__What this task involves__.
Take the data below and copy exactly the lines starting at the one with "[indicate] one point per instance, sample <point>72,127</point>." and finishing at the one with "[indicate] one point per instance, sample <point>4,454</point>.", both included.
== Segment start ==
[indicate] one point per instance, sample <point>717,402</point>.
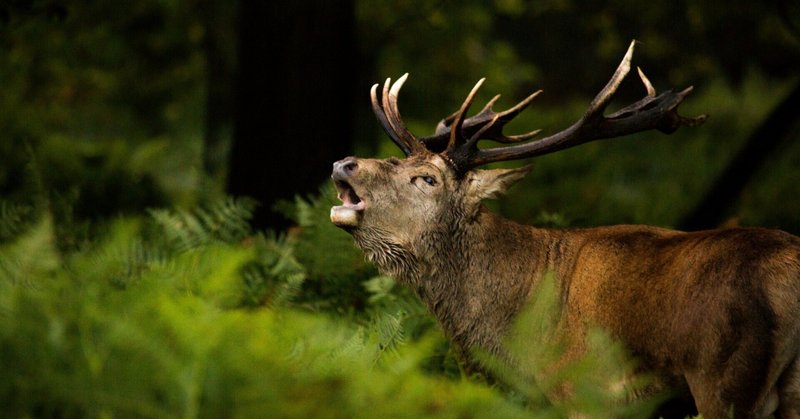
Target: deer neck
<point>474,276</point>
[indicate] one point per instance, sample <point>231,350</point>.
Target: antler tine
<point>479,122</point>
<point>387,126</point>
<point>651,112</point>
<point>456,135</point>
<point>388,115</point>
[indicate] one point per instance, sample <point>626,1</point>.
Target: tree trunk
<point>294,112</point>
<point>719,200</point>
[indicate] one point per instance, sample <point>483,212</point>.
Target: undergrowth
<point>190,313</point>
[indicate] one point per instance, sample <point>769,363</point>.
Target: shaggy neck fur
<point>473,274</point>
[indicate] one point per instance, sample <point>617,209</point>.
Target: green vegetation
<point>132,285</point>
<point>190,314</point>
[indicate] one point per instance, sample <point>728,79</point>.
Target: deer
<point>712,314</point>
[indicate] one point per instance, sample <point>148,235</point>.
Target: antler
<point>456,136</point>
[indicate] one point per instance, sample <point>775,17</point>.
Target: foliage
<point>187,314</point>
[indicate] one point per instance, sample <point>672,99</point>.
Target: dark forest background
<point>168,102</point>
<point>164,183</point>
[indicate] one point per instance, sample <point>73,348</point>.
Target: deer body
<point>716,312</point>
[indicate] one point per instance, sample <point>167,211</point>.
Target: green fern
<point>222,220</point>
<point>14,219</point>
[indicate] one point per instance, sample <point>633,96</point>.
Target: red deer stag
<point>715,313</point>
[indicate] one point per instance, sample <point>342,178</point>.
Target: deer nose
<point>346,167</point>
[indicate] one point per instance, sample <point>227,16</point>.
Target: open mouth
<point>349,213</point>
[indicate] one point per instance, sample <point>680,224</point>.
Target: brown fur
<point>717,312</point>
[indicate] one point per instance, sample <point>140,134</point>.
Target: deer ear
<point>489,184</point>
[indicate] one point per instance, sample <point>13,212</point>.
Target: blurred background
<point>165,246</point>
<point>110,108</point>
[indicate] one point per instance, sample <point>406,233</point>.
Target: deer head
<point>395,204</point>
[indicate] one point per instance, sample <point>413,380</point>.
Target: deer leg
<point>739,390</point>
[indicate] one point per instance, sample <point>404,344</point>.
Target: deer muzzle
<point>347,215</point>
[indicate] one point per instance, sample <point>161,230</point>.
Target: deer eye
<point>430,180</point>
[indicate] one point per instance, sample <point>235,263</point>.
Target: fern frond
<point>14,219</point>
<point>224,221</point>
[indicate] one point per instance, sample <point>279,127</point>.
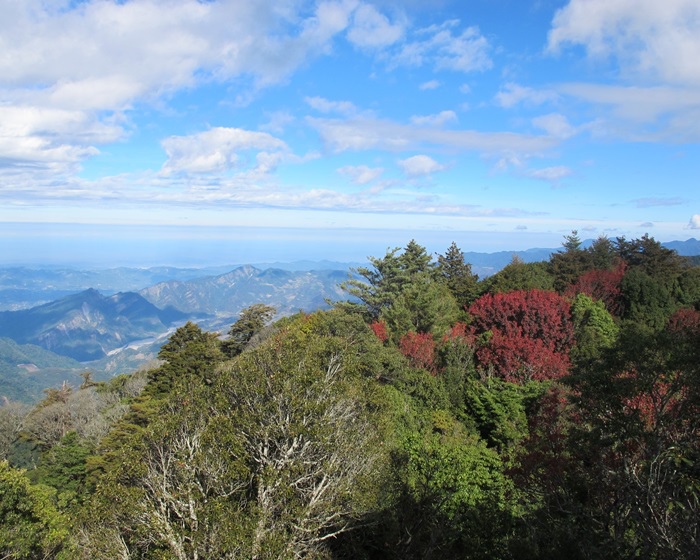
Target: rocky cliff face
<point>88,325</point>
<point>227,294</point>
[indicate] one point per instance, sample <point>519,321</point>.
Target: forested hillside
<point>551,410</point>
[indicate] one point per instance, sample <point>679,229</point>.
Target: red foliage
<point>460,332</point>
<point>531,334</point>
<point>659,401</point>
<point>379,329</point>
<point>603,285</point>
<point>419,348</point>
<point>685,322</point>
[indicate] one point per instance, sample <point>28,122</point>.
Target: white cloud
<point>24,141</point>
<point>555,125</point>
<point>654,202</point>
<point>323,105</point>
<point>420,165</point>
<point>366,133</point>
<point>75,68</point>
<point>467,51</point>
<point>642,104</point>
<point>512,94</point>
<point>220,149</point>
<point>550,174</point>
<point>372,29</point>
<point>647,37</point>
<point>278,121</point>
<point>361,174</point>
<point>431,84</point>
<point>439,119</point>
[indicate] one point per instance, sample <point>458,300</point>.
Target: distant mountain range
<point>88,325</point>
<point>225,295</point>
<point>114,331</point>
<point>26,370</point>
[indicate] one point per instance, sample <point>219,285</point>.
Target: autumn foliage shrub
<point>419,348</point>
<point>603,285</point>
<point>529,334</point>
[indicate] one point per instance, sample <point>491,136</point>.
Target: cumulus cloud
<point>512,94</point>
<point>361,174</point>
<point>372,29</point>
<point>551,174</point>
<point>445,49</point>
<point>418,166</point>
<point>640,104</point>
<point>71,70</point>
<point>430,84</point>
<point>220,149</point>
<point>653,202</point>
<point>555,125</point>
<point>367,133</point>
<point>323,105</point>
<point>647,37</point>
<point>439,119</point>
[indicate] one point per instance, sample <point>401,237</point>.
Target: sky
<point>165,131</point>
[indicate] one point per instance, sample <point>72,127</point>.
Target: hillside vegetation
<point>551,410</point>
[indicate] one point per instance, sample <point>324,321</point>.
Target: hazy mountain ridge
<point>227,294</point>
<point>88,325</point>
<point>26,370</point>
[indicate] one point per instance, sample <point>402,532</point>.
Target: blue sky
<point>335,127</point>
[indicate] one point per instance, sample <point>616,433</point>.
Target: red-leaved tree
<point>419,348</point>
<point>603,285</point>
<point>531,333</point>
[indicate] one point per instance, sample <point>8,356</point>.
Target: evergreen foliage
<point>535,424</point>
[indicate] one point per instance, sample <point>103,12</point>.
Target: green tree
<point>251,321</point>
<point>457,275</point>
<point>379,286</point>
<point>190,352</point>
<point>30,525</point>
<point>595,329</point>
<point>567,265</point>
<point>518,275</point>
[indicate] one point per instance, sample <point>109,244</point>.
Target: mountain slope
<point>88,325</point>
<point>26,370</point>
<point>227,294</point>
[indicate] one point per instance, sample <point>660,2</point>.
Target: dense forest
<point>551,410</point>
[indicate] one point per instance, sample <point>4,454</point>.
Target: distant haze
<point>146,246</point>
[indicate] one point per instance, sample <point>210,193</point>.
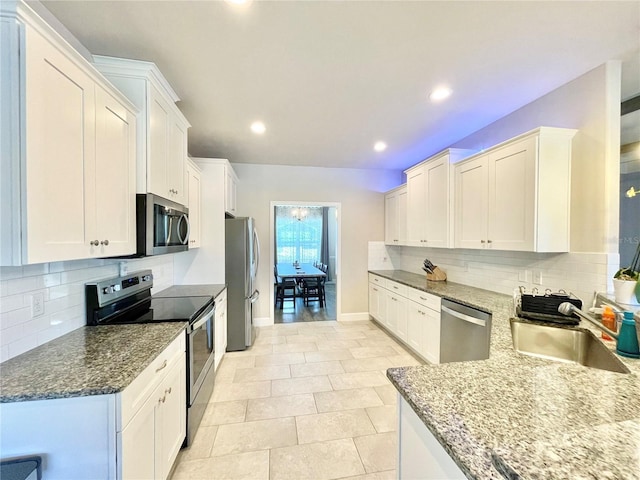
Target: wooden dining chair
<point>281,286</point>
<point>313,290</point>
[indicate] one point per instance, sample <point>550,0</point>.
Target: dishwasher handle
<point>462,316</point>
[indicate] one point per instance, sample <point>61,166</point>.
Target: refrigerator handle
<point>256,242</point>
<point>254,296</point>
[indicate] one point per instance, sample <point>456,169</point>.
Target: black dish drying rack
<point>543,307</point>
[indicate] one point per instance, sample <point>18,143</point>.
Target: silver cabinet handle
<point>164,364</point>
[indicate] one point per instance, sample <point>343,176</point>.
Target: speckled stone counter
<point>192,290</point>
<point>88,361</point>
<point>519,417</point>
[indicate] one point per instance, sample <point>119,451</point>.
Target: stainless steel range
<point>125,300</point>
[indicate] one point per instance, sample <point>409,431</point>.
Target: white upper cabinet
<point>115,172</point>
<point>516,196</point>
<point>429,208</point>
<point>162,129</point>
<point>230,189</point>
<point>68,150</point>
<point>395,216</point>
<point>194,195</point>
<point>470,216</point>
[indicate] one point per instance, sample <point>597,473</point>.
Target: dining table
<point>298,271</point>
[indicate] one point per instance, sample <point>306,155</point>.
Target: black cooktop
<point>167,309</point>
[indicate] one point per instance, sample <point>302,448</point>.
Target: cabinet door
<point>177,160</point>
<point>431,335</point>
<point>471,204</point>
<point>437,203</point>
<point>511,201</point>
<point>114,190</point>
<point>415,322</point>
<point>416,191</point>
<point>137,440</point>
<point>391,219</point>
<point>194,195</point>
<point>59,152</point>
<point>374,301</point>
<point>230,192</point>
<point>401,318</point>
<point>392,313</point>
<point>401,214</point>
<point>159,131</point>
<point>170,418</point>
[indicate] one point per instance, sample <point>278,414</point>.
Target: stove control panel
<point>108,291</point>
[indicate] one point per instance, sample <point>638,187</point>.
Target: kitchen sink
<point>569,345</point>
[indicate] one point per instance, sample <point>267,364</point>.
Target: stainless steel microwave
<point>162,225</point>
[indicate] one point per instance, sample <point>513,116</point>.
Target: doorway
<point>305,234</point>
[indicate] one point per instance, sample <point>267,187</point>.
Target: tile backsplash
<point>500,271</point>
<point>61,285</point>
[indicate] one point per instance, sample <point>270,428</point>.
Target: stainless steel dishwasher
<point>464,333</point>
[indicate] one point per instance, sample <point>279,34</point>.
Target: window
<point>298,234</point>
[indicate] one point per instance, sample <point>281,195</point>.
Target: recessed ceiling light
<point>380,146</point>
<point>258,127</point>
<point>439,93</point>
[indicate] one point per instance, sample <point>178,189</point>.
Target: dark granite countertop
<point>192,290</point>
<point>521,417</point>
<point>87,361</point>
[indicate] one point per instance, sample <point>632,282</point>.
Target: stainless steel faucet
<point>567,309</point>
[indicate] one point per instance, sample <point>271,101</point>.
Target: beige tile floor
<point>308,401</point>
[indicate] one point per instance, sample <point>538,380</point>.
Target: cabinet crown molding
<point>136,68</point>
<point>455,155</point>
<point>567,133</point>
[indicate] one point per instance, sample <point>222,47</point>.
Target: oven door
<point>201,351</point>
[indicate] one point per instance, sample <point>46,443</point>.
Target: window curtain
<point>324,246</point>
<point>299,231</point>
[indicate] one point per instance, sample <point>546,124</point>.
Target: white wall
<point>62,285</point>
<point>591,104</point>
<point>206,264</point>
<point>579,273</point>
<point>362,205</point>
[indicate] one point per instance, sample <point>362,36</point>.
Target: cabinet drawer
<point>134,396</point>
<point>376,280</point>
<point>424,298</point>
<point>397,288</point>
== Segment end ==
__Result for this exercise__.
[indicate] one point per instance, sample <point>72,127</point>.
Target: hillside vegetation
<point>551,410</point>
[indicate] one point per instance, sample <point>324,321</point>.
Target: hazy mountain ridge
<point>227,294</point>
<point>88,325</point>
<point>26,370</point>
[indicate] one point per instance, sample <point>402,532</point>.
Target: blue sky
<point>335,127</point>
[indicate] one point per instance, sample <point>616,433</point>.
Target: red-leaved tree
<point>419,348</point>
<point>603,285</point>
<point>531,333</point>
[indicate] one point per instance, sample <point>8,356</point>.
Target: evergreen foliage
<point>535,424</point>
[indicate] one point per instance, sample <point>103,12</point>.
Target: green tree
<point>251,321</point>
<point>457,275</point>
<point>379,286</point>
<point>190,352</point>
<point>30,525</point>
<point>595,329</point>
<point>567,265</point>
<point>518,275</point>
[indicate] one point per instance, sample <point>109,244</point>.
Target: mountain slope
<point>88,325</point>
<point>26,370</point>
<point>227,294</point>
[indicate] one point per instance, sample <point>660,2</point>.
Target: dense forest
<point>551,410</point>
[indicate] one point per instance, sample <point>4,454</point>.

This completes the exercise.